▶ **WHAT THE TASK REQUIRES**:
Every record needs to be restated word for word.

Referring expression pointing data:
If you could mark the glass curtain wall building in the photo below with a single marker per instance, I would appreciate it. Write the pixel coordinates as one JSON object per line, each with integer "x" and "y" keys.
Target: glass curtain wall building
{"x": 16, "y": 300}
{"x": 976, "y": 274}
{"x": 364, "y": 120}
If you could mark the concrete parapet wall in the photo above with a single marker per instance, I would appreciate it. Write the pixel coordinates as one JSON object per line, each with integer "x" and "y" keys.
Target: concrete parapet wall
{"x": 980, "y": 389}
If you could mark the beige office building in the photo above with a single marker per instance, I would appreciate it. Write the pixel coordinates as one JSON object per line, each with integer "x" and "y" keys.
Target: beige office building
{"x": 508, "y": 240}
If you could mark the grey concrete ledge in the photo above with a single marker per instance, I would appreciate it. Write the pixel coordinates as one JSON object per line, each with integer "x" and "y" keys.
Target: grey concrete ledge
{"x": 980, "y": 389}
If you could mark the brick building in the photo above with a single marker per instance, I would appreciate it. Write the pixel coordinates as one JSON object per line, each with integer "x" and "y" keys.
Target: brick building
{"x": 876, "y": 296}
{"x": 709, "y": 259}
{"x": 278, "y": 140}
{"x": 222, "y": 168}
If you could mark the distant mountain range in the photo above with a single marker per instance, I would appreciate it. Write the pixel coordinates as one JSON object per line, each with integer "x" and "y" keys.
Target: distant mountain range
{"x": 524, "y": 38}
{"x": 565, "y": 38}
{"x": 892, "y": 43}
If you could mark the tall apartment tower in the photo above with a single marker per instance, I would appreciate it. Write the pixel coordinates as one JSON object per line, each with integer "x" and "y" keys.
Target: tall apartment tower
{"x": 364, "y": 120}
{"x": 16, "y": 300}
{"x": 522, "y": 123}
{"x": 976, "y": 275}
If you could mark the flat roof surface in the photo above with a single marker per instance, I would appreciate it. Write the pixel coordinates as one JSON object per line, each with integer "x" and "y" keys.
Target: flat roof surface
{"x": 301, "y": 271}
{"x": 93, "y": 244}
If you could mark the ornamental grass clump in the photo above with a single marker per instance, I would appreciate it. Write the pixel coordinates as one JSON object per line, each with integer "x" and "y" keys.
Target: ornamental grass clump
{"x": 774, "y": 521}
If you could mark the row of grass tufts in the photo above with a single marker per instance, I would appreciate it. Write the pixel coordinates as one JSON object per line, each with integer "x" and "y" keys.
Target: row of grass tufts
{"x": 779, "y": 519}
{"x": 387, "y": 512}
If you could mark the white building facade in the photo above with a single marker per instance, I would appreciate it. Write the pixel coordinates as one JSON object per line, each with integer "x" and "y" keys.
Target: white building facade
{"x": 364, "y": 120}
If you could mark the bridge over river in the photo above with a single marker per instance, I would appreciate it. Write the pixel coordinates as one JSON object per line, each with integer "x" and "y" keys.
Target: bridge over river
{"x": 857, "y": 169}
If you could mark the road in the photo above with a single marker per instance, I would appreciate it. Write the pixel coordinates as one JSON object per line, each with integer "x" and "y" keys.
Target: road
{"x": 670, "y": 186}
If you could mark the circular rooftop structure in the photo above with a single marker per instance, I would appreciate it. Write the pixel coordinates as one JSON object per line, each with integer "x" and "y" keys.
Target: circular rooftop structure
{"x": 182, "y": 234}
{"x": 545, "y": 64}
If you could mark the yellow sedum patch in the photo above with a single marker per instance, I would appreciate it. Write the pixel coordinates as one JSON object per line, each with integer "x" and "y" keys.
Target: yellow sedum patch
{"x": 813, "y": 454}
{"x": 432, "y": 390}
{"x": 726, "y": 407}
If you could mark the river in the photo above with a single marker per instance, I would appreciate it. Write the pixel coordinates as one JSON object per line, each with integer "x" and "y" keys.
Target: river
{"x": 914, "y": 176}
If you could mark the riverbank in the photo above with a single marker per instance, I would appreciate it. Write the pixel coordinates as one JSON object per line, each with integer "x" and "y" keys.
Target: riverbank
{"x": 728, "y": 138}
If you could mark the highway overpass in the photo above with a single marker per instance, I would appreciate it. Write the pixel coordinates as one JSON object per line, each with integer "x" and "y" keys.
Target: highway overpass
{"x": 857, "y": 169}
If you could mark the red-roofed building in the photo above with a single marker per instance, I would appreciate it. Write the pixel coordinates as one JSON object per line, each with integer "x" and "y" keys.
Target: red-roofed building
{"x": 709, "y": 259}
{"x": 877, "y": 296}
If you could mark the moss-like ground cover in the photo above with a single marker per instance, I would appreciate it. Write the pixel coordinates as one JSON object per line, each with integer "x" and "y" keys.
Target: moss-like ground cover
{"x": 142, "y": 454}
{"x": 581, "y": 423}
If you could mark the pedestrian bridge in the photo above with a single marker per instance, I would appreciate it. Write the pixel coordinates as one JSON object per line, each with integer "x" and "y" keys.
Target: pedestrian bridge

▶ **ANSWER SPACE**:
If you could mark the glass curtain wall building in the photo below with a single marker per instance, I would appreciate it. Write the pixel coordinates as one JSON object per line, each with integer "x" and "y" keys.
Target: glass curtain wall building
{"x": 16, "y": 300}
{"x": 976, "y": 274}
{"x": 364, "y": 120}
If you could mark the concrete parapet wall in the photo above with a single marker per instance, I would appreciate it. Write the pixel coordinates as one JSON object per line, each with integer "x" and "y" keys.
Target: concrete parapet wall
{"x": 980, "y": 389}
If you could mark the beige office building in the photo above with a single marker per instance, I would appreciate it. Write the pixel coordinates as one JSON object per line, each with integer "x" and "y" keys.
Target: beige office building
{"x": 508, "y": 240}
If you could mark the grey concrete ledge in the photo above with a single marker per instance, I would appreciate it. Write the pixel coordinates as one JSON object per line, each with integer "x" and "y" keys.
Target: grey concrete ledge
{"x": 980, "y": 389}
If you could mark the brick building in the photo above with a single marker per instance, I would appreciate it. Write the pixel coordinates as one JSON object per line, each with integer "x" and "y" keys.
Target: brick building
{"x": 876, "y": 296}
{"x": 709, "y": 259}
{"x": 278, "y": 140}
{"x": 222, "y": 168}
If you could mark the distant mountain range in the photo above with a single marker per instance, I would appreciate it. Write the pixel coordinates as one JSON object per line, each with integer "x" and "y" keys.
Target: distant mountain range
{"x": 524, "y": 38}
{"x": 565, "y": 38}
{"x": 892, "y": 43}
If you could mark the tall apartment tower in the photo above with a single marker per instance, I would appreciate it. Write the pixel coordinates as one JSON object per line, each with integer "x" and "y" keys.
Target: tall apartment tower
{"x": 364, "y": 120}
{"x": 16, "y": 300}
{"x": 522, "y": 123}
{"x": 976, "y": 275}
If you could mark the flat roof surface in the photo above with a single marker per instance, I would appreciate it. Write the pixel coordinates as one JSON object per line, each with integer "x" and "y" keys.
Target: flat roof surface
{"x": 301, "y": 271}
{"x": 93, "y": 244}
If you could mark the ornamental grass clump in the photo above with a single marker per instance, I would appreciate it. Write the pixel coordinates as one JSON object per line, each with integer "x" and "y" keys.
Target: ornamental grass clump
{"x": 774, "y": 521}
If you could mark the row of grass tufts in the photo above with a single marker per instance, I would appreciate it. Write the pixel coordinates as one JSON object per line, each with integer "x" and "y" keys.
Target: row of grass tufts
{"x": 779, "y": 519}
{"x": 387, "y": 512}
If you could mark the white building facade in the photo above with a single marker per instance, I would appreciate it. Write the pixel coordinates as one JSON object per line, each with integer "x" and "y" keys.
Target: white building facade
{"x": 364, "y": 120}
If you could mark the bridge over river in the photo above with a single marker per instance, I would appreciate it. Write the pixel coordinates as one JSON object per line, each with integer "x" and "y" keys.
Target: bridge over river
{"x": 857, "y": 169}
If you could mark the road in the photo above with a single marker per instance, I would appreciate it. Write the pixel coordinates as one JSON object per line, each with integer "x" and "y" keys.
Target: road
{"x": 670, "y": 186}
If you could mark the circular rooftop structure in the photo above with a single marker per instance, I would appreciate it. Write the pixel coordinates as one JSON object per line, each with integer "x" and "y" keys.
Target: circular rooftop structure
{"x": 182, "y": 234}
{"x": 545, "y": 64}
If you could mark the yellow sedum patch in the photo above with a single marker per instance, I would appreciate it. Write the pixel coordinates as one JSON object per line, each with integer "x" and "y" keys.
Target: yellow sedum patch
{"x": 813, "y": 454}
{"x": 432, "y": 390}
{"x": 726, "y": 407}
If you could mark the river in the photo above with a single marker per instance, I would appreciate it. Write the pixel coordinates as one JSON object per line, each with integer "x" and "y" keys.
Target: river
{"x": 914, "y": 176}
If you could mark the riverbank in the photo above with a single marker per instance, I would appreciate it. Write the pixel coordinates as one JSON object per line, each with integer "x" and "y" keys.
Target: riverbank
{"x": 728, "y": 138}
If you could mark the highway overpass in the photo above with a single marker per instance, I would appreciate it. Write the pixel coordinates as one JSON object per line, each with integer "x" and "y" keys.
Target: highway overpass
{"x": 857, "y": 169}
If you could mark the red-roofed building in the photo above with a single marker per instance, I would appreciate it. Write the pixel coordinates as one JSON object per line, each with integer "x" and "y" keys.
Target: red-roofed building
{"x": 709, "y": 259}
{"x": 877, "y": 296}
If you could mark the moss-like ground cover in the photo above with a single marker per instance, I would appreciate it. Write the pixel coordinates as one JSON object per line, each with integer "x" and "y" keys.
Target: moss-like ground cover
{"x": 142, "y": 454}
{"x": 581, "y": 423}
If you could mark the pedestrian bridge in the photo above with a single marker per instance, I would appreciate it. Write the pixel coordinates as one JSON object per line, each with integer "x" and "y" keys.
Target: pedestrian bridge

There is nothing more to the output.